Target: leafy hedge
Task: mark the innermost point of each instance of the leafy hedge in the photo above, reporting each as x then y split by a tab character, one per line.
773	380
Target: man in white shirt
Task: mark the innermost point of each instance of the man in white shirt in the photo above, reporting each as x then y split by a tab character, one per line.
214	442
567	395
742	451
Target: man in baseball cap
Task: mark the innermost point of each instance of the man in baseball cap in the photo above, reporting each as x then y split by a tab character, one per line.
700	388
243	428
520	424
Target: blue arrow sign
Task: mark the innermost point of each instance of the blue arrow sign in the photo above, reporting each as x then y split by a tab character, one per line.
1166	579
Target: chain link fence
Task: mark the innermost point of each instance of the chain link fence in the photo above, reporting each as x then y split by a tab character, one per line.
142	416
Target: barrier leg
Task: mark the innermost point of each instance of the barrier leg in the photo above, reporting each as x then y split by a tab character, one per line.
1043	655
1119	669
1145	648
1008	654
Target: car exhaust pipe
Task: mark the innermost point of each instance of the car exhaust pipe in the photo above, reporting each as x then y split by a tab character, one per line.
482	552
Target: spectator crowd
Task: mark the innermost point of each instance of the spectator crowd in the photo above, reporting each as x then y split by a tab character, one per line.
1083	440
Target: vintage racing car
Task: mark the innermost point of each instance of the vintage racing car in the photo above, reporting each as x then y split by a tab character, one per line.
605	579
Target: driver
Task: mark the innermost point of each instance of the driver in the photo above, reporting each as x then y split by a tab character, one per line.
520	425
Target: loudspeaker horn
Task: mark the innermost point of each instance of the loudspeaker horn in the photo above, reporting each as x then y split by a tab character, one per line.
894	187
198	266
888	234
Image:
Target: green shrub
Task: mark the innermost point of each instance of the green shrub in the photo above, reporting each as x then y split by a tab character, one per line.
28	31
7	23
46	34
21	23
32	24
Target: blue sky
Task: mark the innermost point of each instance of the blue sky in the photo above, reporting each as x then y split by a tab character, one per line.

--------------------------------------------------

Copy all of the items above word for word, keeping every line in its original order.

Target: leafy hedge
Task: mark the innermost point of each instance of the leafy hedge in the photo above, reporting each as x then y split by a tab character, one per line.
773	380
Target: man in white shirt
Task: mark the innermost point of each instance of the man in white shirt in the photo above, reporting each as x then y split by a tab character, one per line.
214	442
567	395
742	451
Target: man in baseball cap
Task: mark the innermost point of each instance of the man in baseball cap in the photo above, reporting each as x then y split by a tab character, one per line.
700	388
243	428
520	424
Target: blue arrow sign
Task: mark the innermost point of each instance of the blue arrow sign in the photo above, reporting each as x then y split by a tab character, one per line.
1166	579
Target: chain link fence
Task: mark the innermost point of each instance of the chain link fence in the photo above, reporting each as x then y split by a tab character, one per line.
142	416
Target: barrier leg
Task: mark the innermost point of each instance of the barrier leg in the photo above, reporting each as x then y split by a tab character, one per line.
1043	655
1119	669
1145	648
1008	654
Target: car exhaust pipe
Task: mark the innermost point of each instance of the car exhaust pipe in the photo above, reporting each as x then y split by a tab character, one per line.
482	552
Target: spectator crowd
Task: mark the innermost point of each instance of the spectator crowd in the photo above, reporting each as x then y split by a tab character, one per line.
1083	440
Target: vintage racing car
Task: mark the innermost point of each instance of the vintage racing car in the photo above, reporting each as x then y split by a tab character, one per line.
605	579
Target: driver
Task: mark the innermost point of each instance of the driver in the photo above, reporting each as x then y split by a tab character, one per line.
520	425
Target: loudspeaker horn
Task: mark the innermost point of each instance of the loudspeaker horn in the photo above, reporting each as x then y split by a tab character, one per line.
894	187
198	266
888	234
Image:
Target: green shrub
Task: mark the innermost point of each instance of the green shrub in the photo above, reporting each as x then y split by a tab character, one per line.
28	31
7	23
46	34
21	23
32	24
Target: blue sky
Task: mark the innermost point of each instance of the blue sky in the photo above, reporting each as x then y split by a tab character, one per line.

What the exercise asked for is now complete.